**What you will do**
Below are the entries; output exactly the lines from the one containing "of the damaged" through the final line, inclusive.

Data items:
====

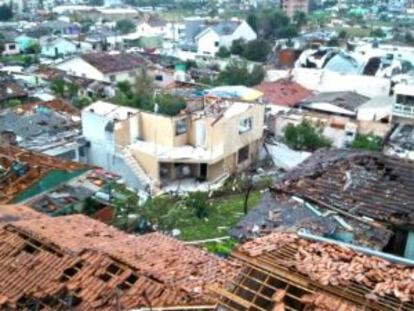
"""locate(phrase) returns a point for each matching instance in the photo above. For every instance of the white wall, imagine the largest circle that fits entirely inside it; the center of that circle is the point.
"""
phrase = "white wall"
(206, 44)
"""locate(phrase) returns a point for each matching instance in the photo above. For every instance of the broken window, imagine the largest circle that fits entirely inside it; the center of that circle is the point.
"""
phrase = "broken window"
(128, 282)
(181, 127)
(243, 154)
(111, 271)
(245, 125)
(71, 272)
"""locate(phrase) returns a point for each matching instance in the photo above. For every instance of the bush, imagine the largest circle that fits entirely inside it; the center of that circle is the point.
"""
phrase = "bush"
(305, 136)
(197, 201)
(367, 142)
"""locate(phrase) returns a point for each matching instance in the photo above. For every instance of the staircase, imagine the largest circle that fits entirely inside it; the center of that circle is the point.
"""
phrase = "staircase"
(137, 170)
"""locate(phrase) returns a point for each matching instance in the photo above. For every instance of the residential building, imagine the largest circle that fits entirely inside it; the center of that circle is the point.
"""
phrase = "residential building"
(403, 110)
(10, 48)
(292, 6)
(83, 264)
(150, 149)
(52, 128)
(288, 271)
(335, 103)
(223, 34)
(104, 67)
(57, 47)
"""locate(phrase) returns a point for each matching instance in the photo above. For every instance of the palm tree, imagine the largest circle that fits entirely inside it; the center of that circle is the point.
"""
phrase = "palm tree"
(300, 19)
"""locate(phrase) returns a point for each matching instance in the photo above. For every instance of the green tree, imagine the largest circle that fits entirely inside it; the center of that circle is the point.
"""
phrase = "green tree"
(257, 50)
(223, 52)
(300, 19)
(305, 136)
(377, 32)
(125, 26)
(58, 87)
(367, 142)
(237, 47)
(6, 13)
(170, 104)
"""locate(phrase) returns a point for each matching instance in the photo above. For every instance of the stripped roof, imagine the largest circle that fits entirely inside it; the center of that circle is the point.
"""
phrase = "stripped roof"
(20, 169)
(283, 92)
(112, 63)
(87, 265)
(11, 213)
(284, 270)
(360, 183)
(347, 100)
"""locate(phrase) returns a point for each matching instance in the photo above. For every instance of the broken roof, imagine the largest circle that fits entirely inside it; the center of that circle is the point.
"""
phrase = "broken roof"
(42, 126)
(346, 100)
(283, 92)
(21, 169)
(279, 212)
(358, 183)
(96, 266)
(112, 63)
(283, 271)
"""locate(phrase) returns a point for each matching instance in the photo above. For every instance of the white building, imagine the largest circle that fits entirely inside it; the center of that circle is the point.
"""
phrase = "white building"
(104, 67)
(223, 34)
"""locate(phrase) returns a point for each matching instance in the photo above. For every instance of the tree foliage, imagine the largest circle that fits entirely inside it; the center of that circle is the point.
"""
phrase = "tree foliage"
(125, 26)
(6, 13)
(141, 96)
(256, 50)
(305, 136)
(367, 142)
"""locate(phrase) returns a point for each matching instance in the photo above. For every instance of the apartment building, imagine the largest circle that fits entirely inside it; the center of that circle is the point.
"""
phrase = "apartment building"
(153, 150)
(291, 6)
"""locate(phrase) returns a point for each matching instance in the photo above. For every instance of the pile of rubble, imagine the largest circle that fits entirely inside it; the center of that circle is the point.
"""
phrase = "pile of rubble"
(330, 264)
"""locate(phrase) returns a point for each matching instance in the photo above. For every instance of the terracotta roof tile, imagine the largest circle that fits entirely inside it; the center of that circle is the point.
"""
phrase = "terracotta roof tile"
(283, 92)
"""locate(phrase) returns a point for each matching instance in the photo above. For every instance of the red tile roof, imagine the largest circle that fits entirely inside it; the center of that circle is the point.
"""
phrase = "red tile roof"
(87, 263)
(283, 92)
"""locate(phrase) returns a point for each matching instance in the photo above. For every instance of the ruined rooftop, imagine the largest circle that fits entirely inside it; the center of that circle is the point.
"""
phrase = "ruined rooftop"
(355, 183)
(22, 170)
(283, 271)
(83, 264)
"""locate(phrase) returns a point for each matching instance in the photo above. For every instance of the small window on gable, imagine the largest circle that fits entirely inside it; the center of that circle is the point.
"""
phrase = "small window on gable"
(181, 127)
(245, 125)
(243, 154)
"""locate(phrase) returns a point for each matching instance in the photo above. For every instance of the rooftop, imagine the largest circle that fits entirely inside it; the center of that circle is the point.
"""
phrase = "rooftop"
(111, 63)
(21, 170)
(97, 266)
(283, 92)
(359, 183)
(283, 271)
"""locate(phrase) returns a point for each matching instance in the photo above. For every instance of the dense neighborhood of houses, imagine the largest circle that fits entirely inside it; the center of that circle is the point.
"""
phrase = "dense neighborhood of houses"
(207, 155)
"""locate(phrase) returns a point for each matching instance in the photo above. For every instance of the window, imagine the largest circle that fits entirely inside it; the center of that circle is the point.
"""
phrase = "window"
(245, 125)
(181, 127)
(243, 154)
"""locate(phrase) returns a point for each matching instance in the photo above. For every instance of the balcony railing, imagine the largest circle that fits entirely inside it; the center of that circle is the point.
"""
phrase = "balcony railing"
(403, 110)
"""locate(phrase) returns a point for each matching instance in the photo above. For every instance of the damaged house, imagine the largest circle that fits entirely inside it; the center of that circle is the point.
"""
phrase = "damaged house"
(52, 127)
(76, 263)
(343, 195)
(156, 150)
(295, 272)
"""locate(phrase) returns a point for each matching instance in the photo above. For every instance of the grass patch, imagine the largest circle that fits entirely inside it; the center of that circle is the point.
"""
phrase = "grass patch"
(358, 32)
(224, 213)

====

**Output of the task**
"""locate(phrase) returns a point for each matching instance in the photo above. For every instance of the damaged house, imagine the largest circle that fits entirely inside it; the center of that circle is the point.
"""
phrase = "damaged house"
(52, 127)
(76, 263)
(343, 195)
(156, 150)
(295, 272)
"""locate(phrase) returns a point for each matching instance in the photo above. For every instance of the grass patch, imagine the largest circle that fits entirely inside it; the center of that circle is the point.
"""
phrase = "grass patch"
(358, 32)
(224, 213)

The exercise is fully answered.